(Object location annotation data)
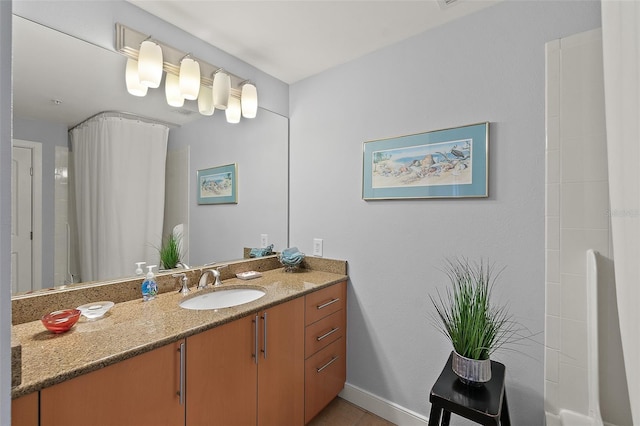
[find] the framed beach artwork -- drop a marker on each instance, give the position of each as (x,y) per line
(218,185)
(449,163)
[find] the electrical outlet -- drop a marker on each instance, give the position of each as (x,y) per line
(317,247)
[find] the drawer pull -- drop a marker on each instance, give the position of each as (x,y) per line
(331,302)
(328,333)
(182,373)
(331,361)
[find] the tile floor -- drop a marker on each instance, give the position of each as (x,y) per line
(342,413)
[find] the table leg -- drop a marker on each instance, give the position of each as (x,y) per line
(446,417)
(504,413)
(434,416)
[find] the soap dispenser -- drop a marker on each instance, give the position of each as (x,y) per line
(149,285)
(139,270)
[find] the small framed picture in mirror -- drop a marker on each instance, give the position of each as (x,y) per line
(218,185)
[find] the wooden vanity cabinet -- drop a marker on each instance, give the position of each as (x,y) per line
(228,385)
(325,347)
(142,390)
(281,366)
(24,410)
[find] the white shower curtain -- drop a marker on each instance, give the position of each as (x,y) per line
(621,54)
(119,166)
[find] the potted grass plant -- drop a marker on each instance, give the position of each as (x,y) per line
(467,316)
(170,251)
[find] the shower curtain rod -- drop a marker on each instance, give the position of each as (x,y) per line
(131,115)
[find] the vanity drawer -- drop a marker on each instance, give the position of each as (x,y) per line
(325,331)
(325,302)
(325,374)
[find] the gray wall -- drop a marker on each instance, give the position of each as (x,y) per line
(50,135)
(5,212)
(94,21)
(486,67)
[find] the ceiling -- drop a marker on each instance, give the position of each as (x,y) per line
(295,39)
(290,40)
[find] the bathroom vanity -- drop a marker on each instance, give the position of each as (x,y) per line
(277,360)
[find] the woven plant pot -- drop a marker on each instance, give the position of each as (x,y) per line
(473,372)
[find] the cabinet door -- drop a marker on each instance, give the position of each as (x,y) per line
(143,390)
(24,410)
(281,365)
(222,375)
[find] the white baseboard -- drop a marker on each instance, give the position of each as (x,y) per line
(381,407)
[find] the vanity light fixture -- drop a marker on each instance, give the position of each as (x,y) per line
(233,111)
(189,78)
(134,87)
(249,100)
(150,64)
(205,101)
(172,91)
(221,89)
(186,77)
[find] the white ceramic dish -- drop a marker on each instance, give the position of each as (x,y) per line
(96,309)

**Work instructions**
Reproduce verbatim the stretch of entries from the line containing "[find] the vanity drawer" through the end of the entries.

**Exercise result**
[find] the vanity drawer -- drop a marker on each instance, give the position of each as (x,y) per line
(325,331)
(325,302)
(325,374)
[find] the gray wall -- drop a marker on each instance, give the position of each as (x,y) per line
(50,135)
(5,212)
(94,21)
(486,67)
[find] the ceiling -- drop a marker on each instance, give the position of each as (x,y) per line
(295,39)
(290,40)
[find] the bathroom vanity -- drop a marker on each instance, give the position of each as (x,y) per line
(277,360)
[find] the woven plant pot -- drop a marker on each instance, give the position of each as (x,y) per line
(473,372)
[find] the cabinet door -- drop a marker on each instance, give the position of each as (x,y) per line
(143,390)
(24,410)
(281,365)
(222,375)
[find] the white baseboard -- drop a marker on each instance, give the position of each as (x,y) per line
(381,407)
[find] the vanity light fixture -- drop a marker on each instance, give the position of each as (x,y) per line
(233,111)
(189,78)
(134,87)
(249,100)
(150,64)
(205,101)
(172,91)
(221,89)
(186,77)
[find] the white ceramic dish -- drop a marker on each instance, give the position of each as (x,y) per line
(96,309)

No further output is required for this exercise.